Heather Swan: I’m worried about them all the time. This winter is a really cold one. I worry, do they have enough honey? Is it close enough to them so they can get to it without dying on their way? Is there any moisture in the hive? Is the windbreak big enough or strong enough? I certainly think about them.
There’s a place where I walk in the woods, and there’s a hive in a tree. It struck me the other day as I was walking by there that no one is taking care of those bees, and they’ve figured out how to survive in that hollow tree. I think about the bees in the winter and I hope they’re warm enough. I have a relationship with them that’s unique, not to beekeepers, but to people who don’t think about insects as being something that you could care really deeply about. My relationship with them is really emotional, so I do worry about them like I would worry about a friend.
KSW: You describe people working together with their bees. That sounds a lot like farming. Are honeybees wildlife to you or are they farm animals? Do you think it matters which one it is?

**EXERCISE REQUIREMENTS:**
1. Answer these questions from the beekeeping interview passage:
(a) How does Heather Swan describe this winter?
(b) Where is the hive she passes on her walks in the woods?
(c) What two categories does KSW ask about for honeybees?
2. Reproduce the beekeeping interview passage between "There’s a place" and "about a friend.", inclusive.

**INFORMATION PROVIDED:**
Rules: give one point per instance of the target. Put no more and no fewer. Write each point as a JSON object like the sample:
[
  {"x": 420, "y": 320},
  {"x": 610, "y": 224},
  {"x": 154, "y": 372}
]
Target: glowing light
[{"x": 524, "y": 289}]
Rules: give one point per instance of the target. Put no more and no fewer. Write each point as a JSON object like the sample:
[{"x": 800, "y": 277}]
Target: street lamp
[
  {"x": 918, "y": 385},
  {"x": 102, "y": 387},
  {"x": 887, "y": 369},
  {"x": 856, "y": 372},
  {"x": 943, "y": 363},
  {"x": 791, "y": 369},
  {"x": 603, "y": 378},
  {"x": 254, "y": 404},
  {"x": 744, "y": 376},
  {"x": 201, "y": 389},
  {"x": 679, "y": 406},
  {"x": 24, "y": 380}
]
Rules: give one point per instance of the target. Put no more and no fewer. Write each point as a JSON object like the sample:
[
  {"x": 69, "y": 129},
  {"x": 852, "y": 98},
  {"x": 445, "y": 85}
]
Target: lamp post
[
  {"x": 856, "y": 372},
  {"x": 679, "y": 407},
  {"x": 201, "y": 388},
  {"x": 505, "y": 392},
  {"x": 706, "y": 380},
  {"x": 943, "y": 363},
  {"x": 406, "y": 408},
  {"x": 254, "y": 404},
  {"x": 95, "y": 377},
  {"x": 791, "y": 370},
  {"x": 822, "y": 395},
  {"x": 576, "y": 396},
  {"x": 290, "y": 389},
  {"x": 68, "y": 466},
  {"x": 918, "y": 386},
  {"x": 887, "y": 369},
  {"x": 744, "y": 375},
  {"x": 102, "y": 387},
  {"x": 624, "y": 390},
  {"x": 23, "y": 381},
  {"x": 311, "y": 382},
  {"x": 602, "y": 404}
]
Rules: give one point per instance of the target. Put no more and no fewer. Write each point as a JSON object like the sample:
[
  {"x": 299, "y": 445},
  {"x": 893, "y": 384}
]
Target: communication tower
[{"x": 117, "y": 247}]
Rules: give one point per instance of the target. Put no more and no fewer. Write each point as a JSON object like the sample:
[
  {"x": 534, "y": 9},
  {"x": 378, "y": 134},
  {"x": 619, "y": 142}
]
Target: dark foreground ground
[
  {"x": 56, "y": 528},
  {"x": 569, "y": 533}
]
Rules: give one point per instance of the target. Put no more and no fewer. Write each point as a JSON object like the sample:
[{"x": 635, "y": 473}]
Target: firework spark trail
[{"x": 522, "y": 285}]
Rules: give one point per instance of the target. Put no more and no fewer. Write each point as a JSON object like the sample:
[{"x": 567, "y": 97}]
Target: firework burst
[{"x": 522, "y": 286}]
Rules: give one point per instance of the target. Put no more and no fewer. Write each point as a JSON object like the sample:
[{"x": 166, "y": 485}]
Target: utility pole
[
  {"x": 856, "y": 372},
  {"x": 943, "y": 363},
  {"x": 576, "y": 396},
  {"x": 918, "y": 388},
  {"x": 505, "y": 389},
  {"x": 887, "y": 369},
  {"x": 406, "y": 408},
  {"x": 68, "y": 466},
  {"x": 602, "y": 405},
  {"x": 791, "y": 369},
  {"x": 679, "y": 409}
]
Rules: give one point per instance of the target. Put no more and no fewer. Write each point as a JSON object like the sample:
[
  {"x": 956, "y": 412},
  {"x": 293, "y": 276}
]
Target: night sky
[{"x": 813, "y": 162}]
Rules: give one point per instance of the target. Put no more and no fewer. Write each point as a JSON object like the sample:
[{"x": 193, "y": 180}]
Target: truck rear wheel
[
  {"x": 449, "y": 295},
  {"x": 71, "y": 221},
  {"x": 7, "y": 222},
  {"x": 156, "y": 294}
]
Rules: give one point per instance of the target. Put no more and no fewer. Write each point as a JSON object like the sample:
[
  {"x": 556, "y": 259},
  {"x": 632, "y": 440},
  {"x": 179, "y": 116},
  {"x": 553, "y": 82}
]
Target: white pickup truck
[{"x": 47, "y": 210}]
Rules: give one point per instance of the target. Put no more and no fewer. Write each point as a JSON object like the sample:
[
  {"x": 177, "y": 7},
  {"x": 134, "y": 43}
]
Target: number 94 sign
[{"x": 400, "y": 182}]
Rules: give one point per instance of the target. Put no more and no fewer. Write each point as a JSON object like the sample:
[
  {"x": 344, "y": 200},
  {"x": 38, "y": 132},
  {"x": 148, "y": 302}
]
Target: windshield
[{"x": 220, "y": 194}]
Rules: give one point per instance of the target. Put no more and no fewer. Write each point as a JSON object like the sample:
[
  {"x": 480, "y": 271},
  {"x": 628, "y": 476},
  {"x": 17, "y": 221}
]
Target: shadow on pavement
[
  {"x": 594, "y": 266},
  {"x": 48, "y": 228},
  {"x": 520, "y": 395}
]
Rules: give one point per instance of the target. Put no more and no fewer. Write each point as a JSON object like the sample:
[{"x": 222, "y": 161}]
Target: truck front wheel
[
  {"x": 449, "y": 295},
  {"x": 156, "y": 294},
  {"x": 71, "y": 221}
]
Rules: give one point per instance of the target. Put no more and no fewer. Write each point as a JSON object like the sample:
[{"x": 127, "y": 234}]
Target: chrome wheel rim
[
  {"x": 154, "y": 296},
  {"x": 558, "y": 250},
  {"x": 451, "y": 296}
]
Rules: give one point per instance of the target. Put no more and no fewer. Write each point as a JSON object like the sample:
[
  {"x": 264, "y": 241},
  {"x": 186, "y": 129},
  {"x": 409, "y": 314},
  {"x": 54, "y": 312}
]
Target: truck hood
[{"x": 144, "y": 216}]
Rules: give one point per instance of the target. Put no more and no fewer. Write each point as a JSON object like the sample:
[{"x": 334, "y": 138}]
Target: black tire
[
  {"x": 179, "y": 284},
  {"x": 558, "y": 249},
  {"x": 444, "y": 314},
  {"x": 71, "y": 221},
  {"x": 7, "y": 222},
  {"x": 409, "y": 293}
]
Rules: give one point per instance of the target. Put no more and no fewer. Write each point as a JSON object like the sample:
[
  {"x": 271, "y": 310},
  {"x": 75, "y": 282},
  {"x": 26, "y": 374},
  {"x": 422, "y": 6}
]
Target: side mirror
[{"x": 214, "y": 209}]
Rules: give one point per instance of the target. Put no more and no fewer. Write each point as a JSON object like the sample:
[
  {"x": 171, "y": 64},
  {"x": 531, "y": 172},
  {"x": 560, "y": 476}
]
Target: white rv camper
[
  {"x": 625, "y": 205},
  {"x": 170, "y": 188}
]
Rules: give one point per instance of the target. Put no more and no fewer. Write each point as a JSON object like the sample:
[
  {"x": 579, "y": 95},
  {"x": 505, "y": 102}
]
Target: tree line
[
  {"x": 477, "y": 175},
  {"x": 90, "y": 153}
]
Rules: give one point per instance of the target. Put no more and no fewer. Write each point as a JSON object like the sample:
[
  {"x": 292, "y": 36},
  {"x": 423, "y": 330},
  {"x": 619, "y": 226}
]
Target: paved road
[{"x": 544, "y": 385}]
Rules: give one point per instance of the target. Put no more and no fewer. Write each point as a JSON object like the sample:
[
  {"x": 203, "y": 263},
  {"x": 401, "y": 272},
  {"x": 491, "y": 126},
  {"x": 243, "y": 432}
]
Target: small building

**OUTPUTS IN ORDER:**
1.
(a) As a really cold one.
(b) In a hollow tree.
(c) Wildlife or farm animals.

2.
There’s a place where I walk in the woods, and there’s a hive in a tree. It struck me the other day as I was walking by there that no one is taking care of those bees, and they’ve figured out how to survive in that hollow tree. I think about the bees in the winter and I hope they’re warm enough. I have a relationship with them that’s unique, not to beekeepers, but to people who don’t think about insects as being something that you could care really deeply about. My relationship with them is really emotional, so I do worry about them like I would worry about a friend.